● TEXT PROVIDED
Discovery Place exhibit, MIND MATTERS
This contraption allows museumgoers to write down their worries and manually shred them.

The larger exhibit, produced by the Science Museum of Minnesota with Heureka, The Finnish Science Centre, Ciência Viva, and Cité de Sciences & L’industrie, consists of games, dioramas, multimedia presentations, and interactive experiences. One room, for example, enables patrons to experience what it’s like for those suffering with conditions such as schizophrenia to hear voices that aren’t there while attempting to answer simple questions. 

“It was so life-changing to me to have that experience,” Norton said of the voices room. “It’s about building empathy in really tangible ways, and I think that’s powerful, especially when it’s a topic that is for some cultures and families taboo. This is a way to make it a safe place to come into connection with this material and maybe leave with a different understanding or a different feeling about what it means to have a mental illness.” 

The Atrium Health connection

Atrium Health partnered with Discovery Place to present Mental Health: MIND MATTERS, and Dr. Wayne Sparks, Atrium’s senior medical director of Behavioral Health, was on hand at a media preview on Thursday. 

It was Sparks’s first time seeing the exhibit in full, though he and his team have been actively involved in creating the Path to Mindfulness during recent weeks. 

That new aspect of the exhibit doesn’t just consist of exercises that allow museumgoers to gauge their own state of mind, but offers techniques to help improve it. Those techniques range from a Buddha garden to a rock-stacking station to a “wind phone,” which allows museumgoers to speak with loved ones who have passed away — or express what they would say if they had the chance.

“I think that with so much distress, depression, and anxiety that people are dealing with right now, especially during COVID, it’s a very powerful and effective way for people to deal with their own distress, their own anxieties and depression — being able to focus on themselves, center themselves, relieve some of that distress,” Sparks said of the Path to Mindfulness. “So those are some powerful techniques for people to learn here if they don’t know them and take home to practice. That was an important part.”

Discovery Place exhibit, MIND MATTERS
One part of the exhibit tells the story of a man struggling with schizophrenia and how he would have been treated had he born in different time periods.

Sparks cited a recent national report that found that, while in “normal times” about 8% of adults could be expected to be experiencing symptoms of depression and/or anxiety at any given time, that number has risen to 33% during the pandemic. 

He noted that Atrium’s Behavioral Health department has seen increased volumes in all of its facilities — inpatient, outpatient and emergency departments.

However, Sparks was optimistic about the fact that people are at least seeking treatment, stating that Atrium’s 24-hour behavioral health call center received more than 130,000 calls in 2021.

He hoped Mental Health: MIND MATTERS can help continue to push back against the stigma that people suffering from mental illness face today. 

“It’s so important for psychological illness to be just like any other illness and talk about it and normalize the conversation,” he said, “so people who may be just like you and I and have some symptoms of depression or whatever illness can go get treatment and talk about it just like you would for diabetes or heart disease.” 

Mental Health: MIND MATTERS will run through April 10 and is included with admission to Discovery Place Science.

● INFORMATION
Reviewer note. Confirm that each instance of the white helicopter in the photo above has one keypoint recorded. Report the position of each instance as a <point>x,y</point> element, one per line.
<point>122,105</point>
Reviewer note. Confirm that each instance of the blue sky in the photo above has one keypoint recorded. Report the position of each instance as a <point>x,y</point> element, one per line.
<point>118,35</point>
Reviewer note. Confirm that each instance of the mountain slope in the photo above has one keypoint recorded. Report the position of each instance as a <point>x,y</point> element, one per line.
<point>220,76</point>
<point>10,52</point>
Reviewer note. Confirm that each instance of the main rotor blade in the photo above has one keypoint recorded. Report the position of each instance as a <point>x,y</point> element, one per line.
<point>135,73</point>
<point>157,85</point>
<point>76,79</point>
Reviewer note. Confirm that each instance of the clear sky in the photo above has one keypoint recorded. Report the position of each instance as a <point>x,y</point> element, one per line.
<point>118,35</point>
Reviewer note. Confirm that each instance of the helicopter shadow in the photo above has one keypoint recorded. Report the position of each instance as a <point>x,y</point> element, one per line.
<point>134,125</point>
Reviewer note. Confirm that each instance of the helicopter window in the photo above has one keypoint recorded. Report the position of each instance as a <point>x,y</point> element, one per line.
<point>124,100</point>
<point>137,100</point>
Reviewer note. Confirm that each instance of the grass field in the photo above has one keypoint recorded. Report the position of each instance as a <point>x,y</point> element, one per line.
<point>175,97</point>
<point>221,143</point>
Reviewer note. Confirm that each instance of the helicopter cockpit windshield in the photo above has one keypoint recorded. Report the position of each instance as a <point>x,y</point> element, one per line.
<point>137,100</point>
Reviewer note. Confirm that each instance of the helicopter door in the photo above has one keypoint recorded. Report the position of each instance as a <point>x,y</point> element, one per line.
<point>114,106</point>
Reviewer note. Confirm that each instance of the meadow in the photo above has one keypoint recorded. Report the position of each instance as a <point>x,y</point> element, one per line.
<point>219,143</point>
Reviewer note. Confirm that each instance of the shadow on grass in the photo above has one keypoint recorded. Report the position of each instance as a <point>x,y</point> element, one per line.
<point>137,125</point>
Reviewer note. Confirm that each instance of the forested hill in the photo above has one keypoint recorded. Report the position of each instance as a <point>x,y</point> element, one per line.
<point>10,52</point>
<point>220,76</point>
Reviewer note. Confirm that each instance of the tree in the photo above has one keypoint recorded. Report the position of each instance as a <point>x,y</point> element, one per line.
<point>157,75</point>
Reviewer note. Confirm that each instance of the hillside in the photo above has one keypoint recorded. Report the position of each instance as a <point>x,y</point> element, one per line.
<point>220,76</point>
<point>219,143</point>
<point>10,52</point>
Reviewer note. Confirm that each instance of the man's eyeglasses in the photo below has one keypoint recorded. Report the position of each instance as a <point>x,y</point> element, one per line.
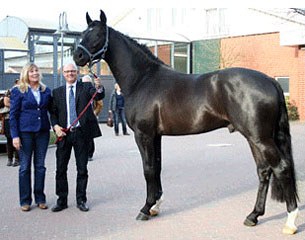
<point>70,71</point>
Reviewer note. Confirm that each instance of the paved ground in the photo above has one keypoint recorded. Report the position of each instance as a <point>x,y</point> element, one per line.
<point>209,184</point>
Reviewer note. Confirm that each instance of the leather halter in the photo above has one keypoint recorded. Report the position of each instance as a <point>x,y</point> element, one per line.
<point>101,52</point>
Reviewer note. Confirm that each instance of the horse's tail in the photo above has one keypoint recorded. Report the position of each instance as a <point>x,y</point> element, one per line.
<point>283,141</point>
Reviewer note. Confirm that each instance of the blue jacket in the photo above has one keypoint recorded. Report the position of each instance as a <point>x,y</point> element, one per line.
<point>26,115</point>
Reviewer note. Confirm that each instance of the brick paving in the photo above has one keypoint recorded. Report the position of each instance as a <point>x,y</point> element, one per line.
<point>209,184</point>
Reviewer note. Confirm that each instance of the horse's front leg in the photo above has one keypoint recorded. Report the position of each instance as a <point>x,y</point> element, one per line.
<point>150,149</point>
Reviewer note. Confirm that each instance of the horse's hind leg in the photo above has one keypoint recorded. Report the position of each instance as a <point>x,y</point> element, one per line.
<point>150,149</point>
<point>155,209</point>
<point>283,189</point>
<point>264,173</point>
<point>270,161</point>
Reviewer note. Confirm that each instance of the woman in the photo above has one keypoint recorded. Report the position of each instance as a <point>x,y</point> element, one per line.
<point>11,150</point>
<point>116,106</point>
<point>30,130</point>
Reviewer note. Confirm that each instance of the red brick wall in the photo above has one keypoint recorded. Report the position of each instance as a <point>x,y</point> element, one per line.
<point>264,53</point>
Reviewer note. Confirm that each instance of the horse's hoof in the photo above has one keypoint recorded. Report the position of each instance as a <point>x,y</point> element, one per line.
<point>155,209</point>
<point>143,217</point>
<point>249,222</point>
<point>289,230</point>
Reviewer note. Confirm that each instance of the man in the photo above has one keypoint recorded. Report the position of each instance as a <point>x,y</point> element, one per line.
<point>75,95</point>
<point>97,108</point>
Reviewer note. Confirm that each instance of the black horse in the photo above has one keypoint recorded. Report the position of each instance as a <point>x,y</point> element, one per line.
<point>161,101</point>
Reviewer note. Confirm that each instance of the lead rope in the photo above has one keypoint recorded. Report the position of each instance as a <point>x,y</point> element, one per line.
<point>66,130</point>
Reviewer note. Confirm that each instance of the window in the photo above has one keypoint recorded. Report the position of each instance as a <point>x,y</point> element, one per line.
<point>284,82</point>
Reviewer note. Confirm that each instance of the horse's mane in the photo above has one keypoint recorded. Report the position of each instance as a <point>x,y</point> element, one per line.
<point>142,47</point>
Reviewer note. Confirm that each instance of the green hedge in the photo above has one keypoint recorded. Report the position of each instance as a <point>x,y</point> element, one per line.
<point>293,113</point>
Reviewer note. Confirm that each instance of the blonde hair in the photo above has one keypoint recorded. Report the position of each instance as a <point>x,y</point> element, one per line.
<point>24,78</point>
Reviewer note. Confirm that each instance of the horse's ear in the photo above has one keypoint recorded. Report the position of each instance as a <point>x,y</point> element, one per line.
<point>88,18</point>
<point>103,17</point>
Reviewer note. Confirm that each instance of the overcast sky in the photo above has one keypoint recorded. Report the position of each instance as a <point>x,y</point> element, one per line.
<point>51,9</point>
<point>76,9</point>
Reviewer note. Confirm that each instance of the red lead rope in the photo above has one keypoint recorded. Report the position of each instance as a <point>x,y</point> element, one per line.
<point>76,120</point>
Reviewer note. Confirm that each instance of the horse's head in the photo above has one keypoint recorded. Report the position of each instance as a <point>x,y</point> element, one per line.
<point>94,42</point>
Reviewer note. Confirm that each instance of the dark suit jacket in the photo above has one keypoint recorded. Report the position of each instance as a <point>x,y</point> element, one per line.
<point>26,115</point>
<point>88,122</point>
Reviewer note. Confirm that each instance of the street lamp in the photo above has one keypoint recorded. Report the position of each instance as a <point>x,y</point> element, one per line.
<point>62,29</point>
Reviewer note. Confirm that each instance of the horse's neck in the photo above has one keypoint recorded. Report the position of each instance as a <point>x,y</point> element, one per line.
<point>120,57</point>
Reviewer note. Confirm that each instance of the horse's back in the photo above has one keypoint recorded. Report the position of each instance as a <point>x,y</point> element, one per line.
<point>178,104</point>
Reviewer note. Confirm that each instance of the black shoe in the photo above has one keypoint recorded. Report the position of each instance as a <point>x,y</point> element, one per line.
<point>58,208</point>
<point>83,207</point>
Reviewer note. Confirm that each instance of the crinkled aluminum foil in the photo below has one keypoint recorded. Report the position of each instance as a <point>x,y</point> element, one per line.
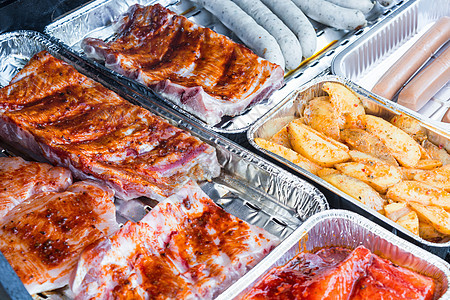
<point>346,229</point>
<point>368,58</point>
<point>249,187</point>
<point>292,107</point>
<point>96,19</point>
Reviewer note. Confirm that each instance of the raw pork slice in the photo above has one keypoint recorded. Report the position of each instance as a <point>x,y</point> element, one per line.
<point>20,180</point>
<point>80,124</point>
<point>43,236</point>
<point>185,248</point>
<point>200,70</point>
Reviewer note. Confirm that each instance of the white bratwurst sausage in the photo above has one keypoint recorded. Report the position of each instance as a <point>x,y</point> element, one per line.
<point>332,15</point>
<point>296,20</point>
<point>363,5</point>
<point>289,44</point>
<point>251,34</point>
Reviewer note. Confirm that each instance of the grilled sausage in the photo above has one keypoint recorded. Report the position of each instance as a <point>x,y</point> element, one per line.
<point>296,20</point>
<point>251,34</point>
<point>288,42</point>
<point>332,15</point>
<point>410,62</point>
<point>426,83</point>
<point>363,5</point>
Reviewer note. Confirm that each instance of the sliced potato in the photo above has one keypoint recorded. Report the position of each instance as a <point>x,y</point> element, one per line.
<point>439,177</point>
<point>366,142</point>
<point>411,126</point>
<point>346,103</point>
<point>427,232</point>
<point>410,221</point>
<point>436,216</point>
<point>400,144</point>
<point>396,210</point>
<point>377,174</point>
<point>409,173</point>
<point>436,152</point>
<point>355,188</point>
<point>281,138</point>
<point>321,116</point>
<point>428,164</point>
<point>288,154</point>
<point>418,192</point>
<point>313,146</point>
<point>327,171</point>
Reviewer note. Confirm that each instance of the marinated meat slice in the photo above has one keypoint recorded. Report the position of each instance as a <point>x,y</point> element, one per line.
<point>20,180</point>
<point>204,72</point>
<point>97,134</point>
<point>43,236</point>
<point>185,248</point>
<point>337,273</point>
<point>384,280</point>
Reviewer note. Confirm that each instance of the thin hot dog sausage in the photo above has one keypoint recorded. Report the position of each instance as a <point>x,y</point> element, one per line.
<point>296,20</point>
<point>426,83</point>
<point>446,117</point>
<point>410,62</point>
<point>363,5</point>
<point>289,44</point>
<point>251,34</point>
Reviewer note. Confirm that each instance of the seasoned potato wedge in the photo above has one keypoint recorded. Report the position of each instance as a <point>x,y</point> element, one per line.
<point>428,164</point>
<point>321,116</point>
<point>418,192</point>
<point>436,216</point>
<point>396,210</point>
<point>427,232</point>
<point>288,154</point>
<point>439,177</point>
<point>313,146</point>
<point>410,221</point>
<point>355,188</point>
<point>436,152</point>
<point>366,142</point>
<point>411,126</point>
<point>346,103</point>
<point>281,138</point>
<point>409,173</point>
<point>377,174</point>
<point>400,144</point>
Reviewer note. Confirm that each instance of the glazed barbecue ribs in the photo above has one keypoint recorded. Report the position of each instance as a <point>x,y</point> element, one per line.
<point>204,72</point>
<point>56,112</point>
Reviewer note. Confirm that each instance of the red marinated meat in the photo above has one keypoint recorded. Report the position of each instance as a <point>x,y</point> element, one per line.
<point>185,248</point>
<point>337,273</point>
<point>202,71</point>
<point>20,180</point>
<point>43,236</point>
<point>97,134</point>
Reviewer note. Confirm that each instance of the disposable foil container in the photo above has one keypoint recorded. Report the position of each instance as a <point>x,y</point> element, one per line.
<point>346,229</point>
<point>365,60</point>
<point>249,187</point>
<point>97,18</point>
<point>292,107</point>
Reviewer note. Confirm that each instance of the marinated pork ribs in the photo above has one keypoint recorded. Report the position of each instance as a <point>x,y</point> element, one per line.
<point>42,237</point>
<point>185,248</point>
<point>342,274</point>
<point>20,180</point>
<point>200,70</point>
<point>56,112</point>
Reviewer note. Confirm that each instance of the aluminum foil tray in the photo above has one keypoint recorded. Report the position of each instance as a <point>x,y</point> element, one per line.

● PROBLEMS AND TASKS
[1] According to the MIND MATTERS article, how many calls did Atrium's 24-hour behavioral health call center receive in 2021?
[2] Reproduce the MIND MATTERS article from "Atrium Health partnered" to "preview on Thursday.".
The records are unrelated to the MIND MATTERS article.

● OUTPUTS FOR THE TASKS
[1] More than 130,000 calls.

[2]
Atrium Health partnered with Discovery Place to present Mental Health: MIND MATTERS, and Dr. Wayne Sparks, Atrium’s senior medical director of Behavioral Health, was on hand at a media preview on Thursday.